* The problem
Rewrite the records below with every "green shrub" replaced by "leafy bush" and all other text unchanged. Leave the pictures out of your answer.

* Start *

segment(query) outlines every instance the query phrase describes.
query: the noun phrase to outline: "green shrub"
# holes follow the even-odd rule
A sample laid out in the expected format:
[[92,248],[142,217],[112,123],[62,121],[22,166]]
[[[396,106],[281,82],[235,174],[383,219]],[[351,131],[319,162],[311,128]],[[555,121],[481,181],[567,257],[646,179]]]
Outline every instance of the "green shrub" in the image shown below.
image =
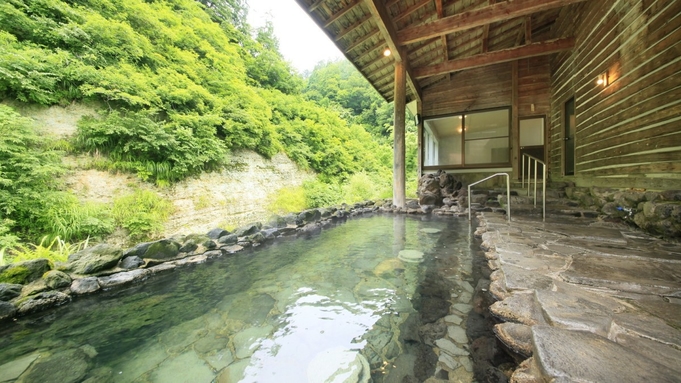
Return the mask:
[[327,207],[341,202],[341,188],[337,184],[312,180],[304,182],[303,189],[308,208]]
[[114,219],[133,239],[158,235],[172,212],[173,204],[150,190],[138,189],[114,199]]
[[73,194],[56,192],[45,199],[43,232],[65,241],[102,237],[114,230],[111,209],[103,203],[81,203]]
[[267,210],[274,214],[287,214],[305,210],[305,189],[302,187],[282,188],[270,195]]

* End *

* Reply to the task
segment(query) outlines every instance the query phrase describes.
query: the noun phrase to outline: "leafy bush"
# holes follow the even-odd rule
A sample laid out in the expected format:
[[92,248],[142,217],[112,123],[62,121],[22,166]]
[[[396,106],[281,82],[235,174],[383,219]],[[351,131],[319,162],[311,128]],[[555,121],[481,181],[567,257],[646,179]]]
Outline every instance of the "leafy bush" in the image shown below.
image =
Return the mask:
[[327,207],[341,202],[341,188],[337,184],[312,180],[304,182],[303,189],[308,208]]
[[114,219],[133,239],[158,235],[172,212],[173,204],[150,190],[138,189],[114,199]]
[[73,194],[56,192],[45,199],[43,232],[65,241],[102,237],[114,230],[111,209],[103,203],[81,203]]
[[267,210],[274,214],[287,214],[305,210],[305,189],[302,187],[282,188],[270,195]]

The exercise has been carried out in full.